SHORT PROBLEM:
Starting with the line containing "Where can you find the front" and going on through the last of the rows, copy every line, increasing each coordinate in the answer points by 44 and leaving all other text unchanged.

-*-

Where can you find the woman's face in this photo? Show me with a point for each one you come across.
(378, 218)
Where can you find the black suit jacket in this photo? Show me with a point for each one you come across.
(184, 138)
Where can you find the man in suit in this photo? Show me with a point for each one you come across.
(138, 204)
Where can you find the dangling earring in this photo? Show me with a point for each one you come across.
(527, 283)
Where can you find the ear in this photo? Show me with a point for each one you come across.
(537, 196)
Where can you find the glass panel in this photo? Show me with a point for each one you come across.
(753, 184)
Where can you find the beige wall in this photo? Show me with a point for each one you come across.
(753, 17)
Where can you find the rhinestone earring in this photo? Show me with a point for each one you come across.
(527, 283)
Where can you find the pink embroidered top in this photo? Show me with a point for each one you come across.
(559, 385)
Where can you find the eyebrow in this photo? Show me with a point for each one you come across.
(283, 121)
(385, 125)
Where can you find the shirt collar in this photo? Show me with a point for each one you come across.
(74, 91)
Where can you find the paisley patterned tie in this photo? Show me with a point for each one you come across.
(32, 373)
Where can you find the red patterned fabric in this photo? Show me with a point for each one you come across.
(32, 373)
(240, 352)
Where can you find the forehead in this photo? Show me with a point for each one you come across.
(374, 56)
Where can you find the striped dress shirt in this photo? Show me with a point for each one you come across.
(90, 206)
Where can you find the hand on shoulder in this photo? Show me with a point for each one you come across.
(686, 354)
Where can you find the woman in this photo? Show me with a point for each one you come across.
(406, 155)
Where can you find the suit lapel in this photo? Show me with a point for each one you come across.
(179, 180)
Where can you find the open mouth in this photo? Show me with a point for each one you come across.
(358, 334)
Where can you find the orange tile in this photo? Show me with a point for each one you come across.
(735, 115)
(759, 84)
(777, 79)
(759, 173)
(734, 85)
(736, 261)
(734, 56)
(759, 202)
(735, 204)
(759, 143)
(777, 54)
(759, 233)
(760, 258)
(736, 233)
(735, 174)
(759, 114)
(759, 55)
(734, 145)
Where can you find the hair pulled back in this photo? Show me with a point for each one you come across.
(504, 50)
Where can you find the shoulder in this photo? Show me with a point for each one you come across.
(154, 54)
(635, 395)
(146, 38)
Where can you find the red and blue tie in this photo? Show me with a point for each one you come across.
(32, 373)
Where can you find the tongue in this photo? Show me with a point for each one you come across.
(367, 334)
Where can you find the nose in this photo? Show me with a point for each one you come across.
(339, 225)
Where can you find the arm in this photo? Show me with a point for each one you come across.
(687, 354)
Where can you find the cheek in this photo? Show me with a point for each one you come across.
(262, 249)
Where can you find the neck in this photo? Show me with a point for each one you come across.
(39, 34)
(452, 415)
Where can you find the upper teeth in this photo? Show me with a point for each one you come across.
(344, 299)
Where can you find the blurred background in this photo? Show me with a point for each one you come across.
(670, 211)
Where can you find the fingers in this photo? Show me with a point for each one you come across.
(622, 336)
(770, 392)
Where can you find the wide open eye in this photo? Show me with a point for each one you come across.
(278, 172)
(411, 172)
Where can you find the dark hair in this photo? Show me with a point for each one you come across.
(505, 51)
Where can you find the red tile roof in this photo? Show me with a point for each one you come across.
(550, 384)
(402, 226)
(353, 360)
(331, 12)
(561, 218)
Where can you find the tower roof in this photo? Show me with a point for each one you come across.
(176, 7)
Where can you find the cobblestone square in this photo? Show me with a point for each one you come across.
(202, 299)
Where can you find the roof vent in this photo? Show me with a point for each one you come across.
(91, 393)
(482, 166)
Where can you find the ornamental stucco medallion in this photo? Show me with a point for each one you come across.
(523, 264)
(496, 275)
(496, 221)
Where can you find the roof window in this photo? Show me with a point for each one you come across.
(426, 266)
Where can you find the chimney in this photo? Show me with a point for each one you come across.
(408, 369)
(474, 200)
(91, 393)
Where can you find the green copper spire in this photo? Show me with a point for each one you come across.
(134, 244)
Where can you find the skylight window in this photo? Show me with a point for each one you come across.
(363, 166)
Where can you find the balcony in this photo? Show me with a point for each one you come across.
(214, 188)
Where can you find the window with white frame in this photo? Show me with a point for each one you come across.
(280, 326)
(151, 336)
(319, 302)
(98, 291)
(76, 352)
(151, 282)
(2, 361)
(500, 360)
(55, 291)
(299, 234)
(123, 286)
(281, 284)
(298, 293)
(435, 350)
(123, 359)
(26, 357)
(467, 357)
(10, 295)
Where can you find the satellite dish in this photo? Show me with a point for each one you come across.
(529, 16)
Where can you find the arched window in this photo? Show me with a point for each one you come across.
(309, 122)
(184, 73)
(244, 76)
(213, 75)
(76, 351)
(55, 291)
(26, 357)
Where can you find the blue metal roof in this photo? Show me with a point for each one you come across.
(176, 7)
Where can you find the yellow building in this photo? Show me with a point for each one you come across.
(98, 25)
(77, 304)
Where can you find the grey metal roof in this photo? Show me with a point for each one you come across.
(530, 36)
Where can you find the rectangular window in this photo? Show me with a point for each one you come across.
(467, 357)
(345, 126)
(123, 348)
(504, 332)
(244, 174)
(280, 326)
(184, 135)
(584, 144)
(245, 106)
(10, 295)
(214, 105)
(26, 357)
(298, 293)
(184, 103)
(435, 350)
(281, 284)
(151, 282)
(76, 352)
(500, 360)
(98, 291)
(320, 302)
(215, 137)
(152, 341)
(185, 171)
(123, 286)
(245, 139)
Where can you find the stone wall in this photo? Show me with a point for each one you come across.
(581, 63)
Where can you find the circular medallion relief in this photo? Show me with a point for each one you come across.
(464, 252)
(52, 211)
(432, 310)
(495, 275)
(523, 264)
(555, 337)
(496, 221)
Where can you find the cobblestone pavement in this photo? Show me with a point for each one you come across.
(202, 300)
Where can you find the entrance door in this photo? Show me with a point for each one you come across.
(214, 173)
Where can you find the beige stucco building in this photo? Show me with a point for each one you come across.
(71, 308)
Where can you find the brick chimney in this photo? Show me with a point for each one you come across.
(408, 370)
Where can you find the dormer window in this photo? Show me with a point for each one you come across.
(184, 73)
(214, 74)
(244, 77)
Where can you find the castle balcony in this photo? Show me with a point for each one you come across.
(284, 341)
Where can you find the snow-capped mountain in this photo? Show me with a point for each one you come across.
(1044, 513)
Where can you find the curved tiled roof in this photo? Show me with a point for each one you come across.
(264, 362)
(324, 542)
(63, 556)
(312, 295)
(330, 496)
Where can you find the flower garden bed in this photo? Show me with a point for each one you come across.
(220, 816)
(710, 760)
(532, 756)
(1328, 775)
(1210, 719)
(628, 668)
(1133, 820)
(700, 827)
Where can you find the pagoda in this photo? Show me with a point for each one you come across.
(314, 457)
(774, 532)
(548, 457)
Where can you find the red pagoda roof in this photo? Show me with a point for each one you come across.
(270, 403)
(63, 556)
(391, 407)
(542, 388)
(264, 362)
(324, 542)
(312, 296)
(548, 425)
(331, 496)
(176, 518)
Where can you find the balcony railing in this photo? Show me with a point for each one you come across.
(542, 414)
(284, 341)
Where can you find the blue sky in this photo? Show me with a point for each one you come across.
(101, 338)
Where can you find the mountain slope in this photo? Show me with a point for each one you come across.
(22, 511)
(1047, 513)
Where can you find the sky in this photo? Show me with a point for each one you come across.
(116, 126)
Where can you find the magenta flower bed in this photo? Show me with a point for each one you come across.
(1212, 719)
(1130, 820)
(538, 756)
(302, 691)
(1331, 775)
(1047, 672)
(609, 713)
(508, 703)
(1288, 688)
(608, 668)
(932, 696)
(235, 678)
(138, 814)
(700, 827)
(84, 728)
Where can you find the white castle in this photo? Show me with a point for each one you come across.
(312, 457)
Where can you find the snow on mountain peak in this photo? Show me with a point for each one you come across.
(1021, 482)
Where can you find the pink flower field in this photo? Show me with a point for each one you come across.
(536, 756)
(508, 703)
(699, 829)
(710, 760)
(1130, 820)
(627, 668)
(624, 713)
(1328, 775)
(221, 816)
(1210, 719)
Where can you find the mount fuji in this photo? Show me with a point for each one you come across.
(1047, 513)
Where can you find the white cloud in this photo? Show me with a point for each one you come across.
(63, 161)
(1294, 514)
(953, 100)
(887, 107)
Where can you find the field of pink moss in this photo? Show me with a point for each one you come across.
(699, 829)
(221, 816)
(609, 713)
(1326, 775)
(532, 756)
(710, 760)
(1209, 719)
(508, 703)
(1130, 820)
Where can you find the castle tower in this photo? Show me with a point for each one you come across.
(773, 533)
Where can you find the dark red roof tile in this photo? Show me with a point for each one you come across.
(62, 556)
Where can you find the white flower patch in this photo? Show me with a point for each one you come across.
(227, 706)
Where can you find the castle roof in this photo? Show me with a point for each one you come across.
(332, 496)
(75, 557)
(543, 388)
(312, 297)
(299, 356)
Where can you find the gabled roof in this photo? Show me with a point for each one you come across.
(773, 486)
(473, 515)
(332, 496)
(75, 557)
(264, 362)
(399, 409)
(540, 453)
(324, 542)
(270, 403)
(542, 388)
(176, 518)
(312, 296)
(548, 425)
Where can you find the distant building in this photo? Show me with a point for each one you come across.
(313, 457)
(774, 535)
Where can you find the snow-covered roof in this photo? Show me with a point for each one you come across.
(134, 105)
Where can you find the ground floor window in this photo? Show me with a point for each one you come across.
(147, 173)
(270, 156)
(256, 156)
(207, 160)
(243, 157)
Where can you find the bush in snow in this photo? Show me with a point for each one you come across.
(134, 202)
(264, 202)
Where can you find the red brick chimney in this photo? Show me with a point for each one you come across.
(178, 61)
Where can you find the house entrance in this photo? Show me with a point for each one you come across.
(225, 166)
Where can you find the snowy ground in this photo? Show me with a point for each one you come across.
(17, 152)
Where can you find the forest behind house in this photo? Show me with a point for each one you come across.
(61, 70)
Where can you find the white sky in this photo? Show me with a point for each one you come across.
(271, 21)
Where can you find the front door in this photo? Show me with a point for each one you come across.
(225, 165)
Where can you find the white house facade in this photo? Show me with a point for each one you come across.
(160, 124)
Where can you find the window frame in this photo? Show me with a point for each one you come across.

-*-

CORRECT OUTPUT:
Where can you find the front door in this photo? Show me with a point for each one you come across.
(269, 209)
Where can you find the white house facade in this photo? Show me with a point for each one you come across.
(204, 168)
Where can you find the window frame in this photo? Show me with a point for each one you come across.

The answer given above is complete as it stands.